(DATA LISTING)
- - -
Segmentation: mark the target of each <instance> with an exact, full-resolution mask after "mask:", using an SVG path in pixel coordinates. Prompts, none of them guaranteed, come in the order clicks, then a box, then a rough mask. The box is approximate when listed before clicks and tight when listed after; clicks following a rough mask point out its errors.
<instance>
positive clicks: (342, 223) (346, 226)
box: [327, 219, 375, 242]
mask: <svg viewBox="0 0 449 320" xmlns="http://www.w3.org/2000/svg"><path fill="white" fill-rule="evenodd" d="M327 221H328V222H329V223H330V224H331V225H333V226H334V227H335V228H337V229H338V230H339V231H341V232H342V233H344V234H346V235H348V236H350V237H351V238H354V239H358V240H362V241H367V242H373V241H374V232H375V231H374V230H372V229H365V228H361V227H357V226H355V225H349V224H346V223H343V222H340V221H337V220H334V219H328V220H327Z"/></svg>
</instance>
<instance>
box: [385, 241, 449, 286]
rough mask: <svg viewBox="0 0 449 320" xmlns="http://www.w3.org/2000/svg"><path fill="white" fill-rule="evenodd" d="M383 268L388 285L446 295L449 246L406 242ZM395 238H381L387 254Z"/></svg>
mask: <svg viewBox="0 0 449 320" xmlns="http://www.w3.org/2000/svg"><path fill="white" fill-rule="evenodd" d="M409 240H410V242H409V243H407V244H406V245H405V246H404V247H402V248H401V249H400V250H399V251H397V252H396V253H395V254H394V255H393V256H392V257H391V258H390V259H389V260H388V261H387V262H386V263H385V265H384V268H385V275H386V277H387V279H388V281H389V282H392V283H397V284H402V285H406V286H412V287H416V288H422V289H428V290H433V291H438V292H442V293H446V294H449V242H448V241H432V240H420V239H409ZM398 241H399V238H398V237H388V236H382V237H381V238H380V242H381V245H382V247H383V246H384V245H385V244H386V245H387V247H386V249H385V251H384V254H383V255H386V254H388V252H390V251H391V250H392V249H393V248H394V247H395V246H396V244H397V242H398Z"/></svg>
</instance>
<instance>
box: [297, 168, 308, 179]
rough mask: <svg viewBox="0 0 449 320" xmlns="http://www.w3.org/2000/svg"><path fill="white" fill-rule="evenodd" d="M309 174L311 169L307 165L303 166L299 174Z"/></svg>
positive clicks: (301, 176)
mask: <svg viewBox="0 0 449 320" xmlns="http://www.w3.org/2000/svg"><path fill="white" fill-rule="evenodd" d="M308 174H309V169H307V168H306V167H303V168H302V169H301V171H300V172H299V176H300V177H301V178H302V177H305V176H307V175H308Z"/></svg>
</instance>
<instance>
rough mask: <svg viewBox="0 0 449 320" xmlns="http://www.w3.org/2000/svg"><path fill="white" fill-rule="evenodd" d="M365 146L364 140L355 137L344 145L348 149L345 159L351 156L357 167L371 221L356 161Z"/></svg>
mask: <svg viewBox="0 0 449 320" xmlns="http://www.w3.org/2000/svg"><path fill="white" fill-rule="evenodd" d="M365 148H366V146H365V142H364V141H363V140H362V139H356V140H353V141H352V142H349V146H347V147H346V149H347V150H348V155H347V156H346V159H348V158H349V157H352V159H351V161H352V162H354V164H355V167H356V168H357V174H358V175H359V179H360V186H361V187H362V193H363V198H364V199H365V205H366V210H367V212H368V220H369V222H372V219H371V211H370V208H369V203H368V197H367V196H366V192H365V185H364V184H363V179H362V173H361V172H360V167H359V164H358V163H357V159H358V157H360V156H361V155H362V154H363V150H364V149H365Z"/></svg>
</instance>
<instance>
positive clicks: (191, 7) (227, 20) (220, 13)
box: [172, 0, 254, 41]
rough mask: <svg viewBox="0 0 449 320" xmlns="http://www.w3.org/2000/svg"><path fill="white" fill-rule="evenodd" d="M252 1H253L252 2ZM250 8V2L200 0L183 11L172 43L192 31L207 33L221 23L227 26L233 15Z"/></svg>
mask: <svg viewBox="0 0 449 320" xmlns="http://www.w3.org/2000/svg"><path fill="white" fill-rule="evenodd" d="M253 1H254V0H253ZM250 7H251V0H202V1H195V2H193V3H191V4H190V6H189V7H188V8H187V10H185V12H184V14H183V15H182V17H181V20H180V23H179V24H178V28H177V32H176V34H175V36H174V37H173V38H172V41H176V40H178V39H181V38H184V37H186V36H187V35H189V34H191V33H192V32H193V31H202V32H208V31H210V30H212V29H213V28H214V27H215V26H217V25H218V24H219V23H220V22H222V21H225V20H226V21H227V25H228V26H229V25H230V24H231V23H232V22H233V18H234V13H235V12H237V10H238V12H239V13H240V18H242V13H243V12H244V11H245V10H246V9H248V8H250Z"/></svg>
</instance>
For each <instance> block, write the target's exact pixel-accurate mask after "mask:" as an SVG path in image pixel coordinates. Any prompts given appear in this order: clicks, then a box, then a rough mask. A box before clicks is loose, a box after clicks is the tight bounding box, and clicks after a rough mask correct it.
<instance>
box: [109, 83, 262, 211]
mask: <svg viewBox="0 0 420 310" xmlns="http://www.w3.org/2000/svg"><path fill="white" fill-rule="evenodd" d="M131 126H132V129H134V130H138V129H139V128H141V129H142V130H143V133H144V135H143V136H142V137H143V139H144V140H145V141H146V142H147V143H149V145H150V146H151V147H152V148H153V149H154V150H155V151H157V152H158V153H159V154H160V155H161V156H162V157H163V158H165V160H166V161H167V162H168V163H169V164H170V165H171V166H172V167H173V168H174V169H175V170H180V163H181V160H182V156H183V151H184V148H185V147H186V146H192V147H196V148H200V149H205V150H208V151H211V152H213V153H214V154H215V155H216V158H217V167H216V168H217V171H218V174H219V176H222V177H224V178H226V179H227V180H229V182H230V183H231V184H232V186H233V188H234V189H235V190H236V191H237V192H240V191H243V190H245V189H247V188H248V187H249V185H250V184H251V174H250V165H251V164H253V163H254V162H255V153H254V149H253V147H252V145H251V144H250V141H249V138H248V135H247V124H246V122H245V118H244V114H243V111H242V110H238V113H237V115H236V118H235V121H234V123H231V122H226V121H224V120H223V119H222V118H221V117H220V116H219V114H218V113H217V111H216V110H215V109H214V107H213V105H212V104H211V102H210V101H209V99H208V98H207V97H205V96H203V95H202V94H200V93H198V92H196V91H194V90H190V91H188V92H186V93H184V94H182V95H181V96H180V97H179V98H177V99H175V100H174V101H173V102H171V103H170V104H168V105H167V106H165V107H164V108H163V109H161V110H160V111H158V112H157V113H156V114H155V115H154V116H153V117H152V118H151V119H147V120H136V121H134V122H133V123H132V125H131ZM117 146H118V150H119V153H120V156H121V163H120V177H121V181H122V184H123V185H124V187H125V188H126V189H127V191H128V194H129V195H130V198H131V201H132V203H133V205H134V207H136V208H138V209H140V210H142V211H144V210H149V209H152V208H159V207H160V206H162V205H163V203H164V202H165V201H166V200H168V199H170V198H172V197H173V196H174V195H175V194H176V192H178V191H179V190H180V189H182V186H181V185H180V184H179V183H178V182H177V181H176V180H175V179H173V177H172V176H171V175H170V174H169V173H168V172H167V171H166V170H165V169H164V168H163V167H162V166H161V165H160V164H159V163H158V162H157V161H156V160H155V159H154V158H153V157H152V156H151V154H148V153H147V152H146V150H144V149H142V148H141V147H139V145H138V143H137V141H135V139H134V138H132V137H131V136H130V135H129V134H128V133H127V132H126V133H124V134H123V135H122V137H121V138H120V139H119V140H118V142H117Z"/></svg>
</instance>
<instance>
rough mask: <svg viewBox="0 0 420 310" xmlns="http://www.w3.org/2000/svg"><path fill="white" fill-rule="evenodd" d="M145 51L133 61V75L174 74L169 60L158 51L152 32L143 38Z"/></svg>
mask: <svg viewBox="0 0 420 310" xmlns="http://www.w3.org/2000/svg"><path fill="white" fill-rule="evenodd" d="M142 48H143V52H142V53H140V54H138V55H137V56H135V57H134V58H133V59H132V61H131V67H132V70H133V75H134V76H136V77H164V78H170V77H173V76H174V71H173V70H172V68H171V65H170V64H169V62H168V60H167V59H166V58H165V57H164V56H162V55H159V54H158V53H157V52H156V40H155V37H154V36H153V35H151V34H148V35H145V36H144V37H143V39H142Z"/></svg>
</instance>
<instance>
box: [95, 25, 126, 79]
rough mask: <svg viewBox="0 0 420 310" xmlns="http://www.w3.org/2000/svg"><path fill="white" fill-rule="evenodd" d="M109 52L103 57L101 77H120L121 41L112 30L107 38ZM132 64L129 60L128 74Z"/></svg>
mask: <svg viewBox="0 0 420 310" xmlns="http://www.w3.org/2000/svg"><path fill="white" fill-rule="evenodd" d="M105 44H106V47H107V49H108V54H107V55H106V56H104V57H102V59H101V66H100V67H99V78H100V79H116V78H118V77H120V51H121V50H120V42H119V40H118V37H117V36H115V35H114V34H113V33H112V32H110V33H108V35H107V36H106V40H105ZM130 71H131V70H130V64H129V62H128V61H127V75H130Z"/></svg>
- - -
(ACTIVITY)
Would you copy out each line of the records above where the word "order" occurs?

(ANSWER FOR THIS EXERCISE)
Segmentation: mark the target of each <instance> with an exact, full-resolution mask after "mask:", using an SVG path in pixel coordinates. Prompts, none of them guaranteed, come in the order clicks, then a box, then a rough mask. The box is approximate when listed before clicks and tight when listed after; clicks following a rough mask point out its errors.
For each <instance> block, write the target's exact pixel-accurate mask after "mask:" as an SVG path in image pixel coordinates. Any prompts given appear in this order: clicks, then a box, then a rough mask. A box before clicks is loose, a box after clicks is the tight bounding box, and clicks after a rough mask correct it.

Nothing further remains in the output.